▸ **TEXTO DE LA PÁGINA**:
+ + + + +
Quizá la primera pista para saber por qué este título, tan violento y ácido como los precedentes, si no más, llega más al corazón del espectador, haya que buscarla en el nuevo tipo de antihéroe que Leone nos presenta. Tuco es un delincuente, un canalla y un asesino, pero es tan extrovertido, tan energético, tan vitalista, que sentimos una mayor cercanía hacia él que hacia las hieráticas figuras que encarnan normalmente Eastwood y van Cleef. Incluso se nos deja claro, en la conversación que Tuco mantiene con su hermano fraile (Luigi Pistilli), que, si él ha salido así, fue por efecto directo del ambiente en el que creció, primer apunte de la conciencia política que estallará en “Agáchate, maldito”.


Por otro lado, hay un claro contrapunto entre las fechorías de los tres antihéroes y el telón de fondo de la Guerra de Secesión sobre el cual se desarrollan. Leone se detiene a menudo en los heridos y muertos de la guerra, en la desolación, en los fusilamientos, y da instrucciones a Morricone para sacar música triste y solemne. Podría ser una manera de insinuar que lo que parece picaresco y cómico entre un reparto restringido de figuras caricaturescas no lo es tanto a escala del género humano en general, o que, aunque Tuco, Sentencia o el Rubio sean criminales, los verdaderos criminales son los gobernantes y militares que arrastran a sus semejantes a la muerte, y todo, naturalmente, “por un puñado de dólares”. Es curioso que Leone gastara tanto dinero para ofrecer un retrato de la futilidad, del fin en que desembocan las grandes aspiraciones de la civilización. El único propósito de un puente parece ser que las facciones enfrentadas se peleen por su valor estratégico, de manera que es mejor volarlo, destruir esa construcción civilizadora que solo trae discordia y muerte. El capitán nordista muere con una sonrisa en los labios al oír la voladura, y es que, quién lo puede dudar, el spaghetti western es pura anarquía.
+ + + + +
▸ **MATERIAL MOSTRADO**:

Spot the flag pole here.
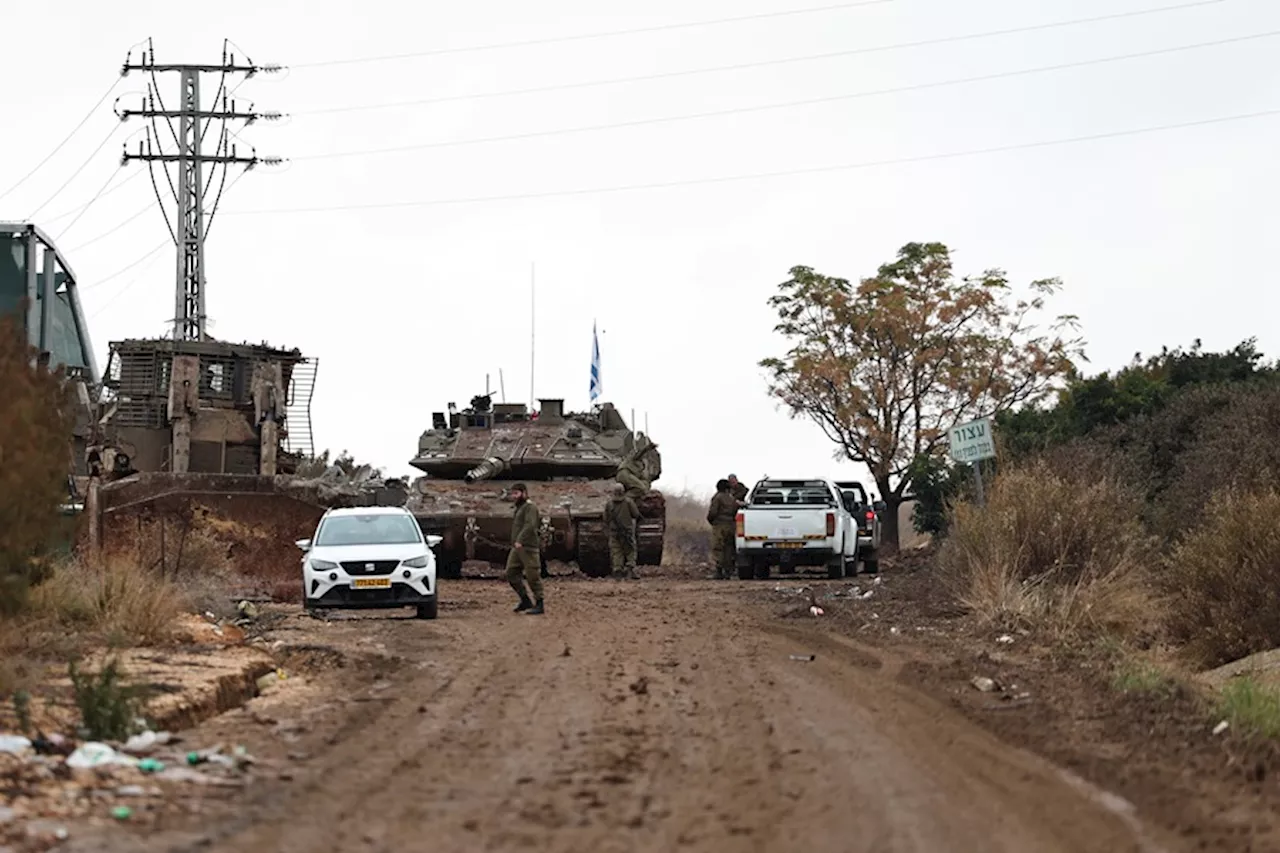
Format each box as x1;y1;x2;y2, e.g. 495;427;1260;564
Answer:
529;261;538;411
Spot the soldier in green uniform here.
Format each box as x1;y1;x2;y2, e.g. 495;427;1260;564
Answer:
507;483;543;616
604;483;640;579
707;480;737;580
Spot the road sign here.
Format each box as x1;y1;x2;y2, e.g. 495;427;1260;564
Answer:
948;418;996;462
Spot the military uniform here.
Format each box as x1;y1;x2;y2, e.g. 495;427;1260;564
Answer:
707;489;737;579
604;493;640;578
507;492;543;613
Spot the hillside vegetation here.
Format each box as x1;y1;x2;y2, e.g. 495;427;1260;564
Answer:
936;341;1280;667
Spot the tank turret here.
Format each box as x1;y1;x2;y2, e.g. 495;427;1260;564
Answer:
462;456;511;483
408;394;666;578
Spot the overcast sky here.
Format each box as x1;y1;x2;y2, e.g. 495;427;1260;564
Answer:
0;0;1280;489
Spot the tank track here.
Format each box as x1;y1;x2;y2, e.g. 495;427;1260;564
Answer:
+ + + + +
▸ **TAREA BREVE**: Escribe la continuación del comentario crítico sobre el western de Leone a partir de su última oración.

▸ **PROBLEMA RESUELTO**:
La alternancia de tonos, el contraste entre imagen y sonido, llegan más lejos que nunca hasta ahora. Una escena absolutamente inolvidable es aquella en la que Sentencia, reconvertido en sargento del Norte, hace torturar a Tuco en la cabaña mientras, en el exterior, una banda de prisioneros interpreta música para cubrir el sonido de los golpes y los gritos. Es al mismo tiempo una de las escenas más violentas de Leone y una de las melodías más emocionantes de Morricone, saltándose la norma hollywoodense de que la música está ahí para decir al espectador qué debe sentir. O bien se nos muestra la terrible verdad subyacente a toda belleza manufacturada por los humanos o bien se nos muestra que a pesar de todo (y de Theodor W. Adorno) la belleza es posible en mitad del horror: en un inolvidable primer plano, un violinista, presa del llanto, para de tocar; tras la amenaza de un guardián, toca un solo emocionante, maravilloso. En la vida, no hay manera de separar lo hermoso y lo horrible, aunque no hagamos más que intentarlo.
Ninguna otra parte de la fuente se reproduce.